* Problems to work on
#1 Answer these questions about the dictionary review:
(a) Which press published the dictionary, and in what year?
(b) About how many terms does the second edition cover?
(c) What is the section at the beginning of the book called?
#2 Repeat word for word the part of the dictionary review starting with "One obvious advantage" and going on through "reference a lot.".

* Extract to read
The Westminster Dictionary of Theological Terms, Reviewed

Westminster Dictionary of Theological Terms

 

The Westminster Dictionary of Theological Terms (Westminster John Knox Press, 2014) is a succinct compendium of key theological words and concepts.

One obvious advantage to the book is its portability. It’s less than 400 pages and easy to carry around in a satchel… though since receiving it, I’ve kept it on my desk with a few other works I reference a lot.

What sorts of “theological terms” does this dictionary cover? The publisher’s product page notes:

This second edition of The Westminster Dictionary of Theological Terms provides a comprehensive guide to nearly 7,000 theological terms—1,000 more terms than the first edition. McKim’s succinct definitions cover a broad range of theological studies and related disciplines: contemporary theologies, biblical studies, church history, ethics, feminist theology, global theologies, hermeneutics, liberation theology, liturgy, ministry, philosophy, philosophy of religion, postcolonial theology, social sciences, spiritually, worship, and Protestant, Reformed, and Roman Catholic theologies.

There is also a short annotated bibliography, list of works consulted, and set of abbreviations at the back of the book. The “Major Topics and Distinctive Terms and Concepts” section at the beginning gives the reader a framework of overarching topics into which the dictionary’s terms will fit. (E.g., “Bible,” “theology,” “worship,” “ethics and moral theology,” and so on.)

* Material

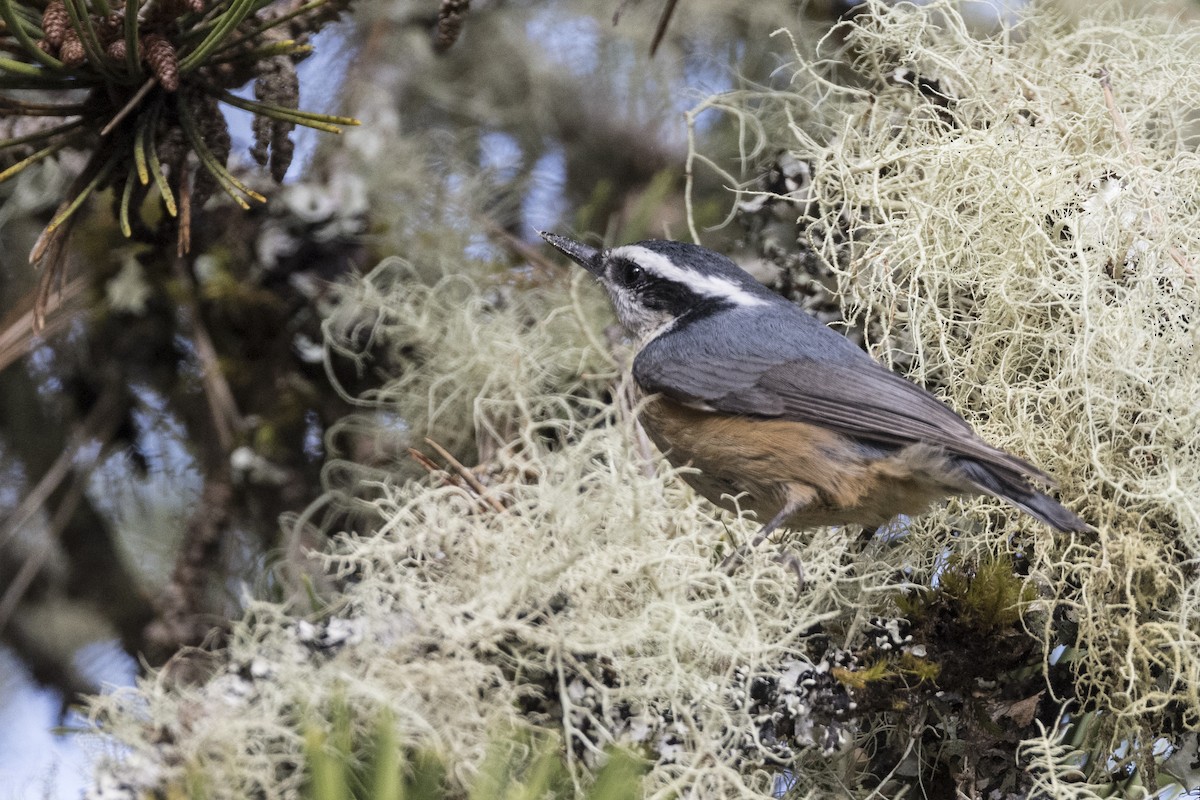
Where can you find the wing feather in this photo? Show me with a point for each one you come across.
(817, 377)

* Task-by-task outputs
#1
(a) Westminster John Knox Press, 2014.
(b) Nearly 7,000.
(c) "Major Topics and Distinctive Terms and Concepts."

#2
One obvious advantage to the book is its portability. It’s less than 400 pages and easy to carry around in a satchel… though since receiving it, I’ve kept it on my desk with a few other works I reference a lot.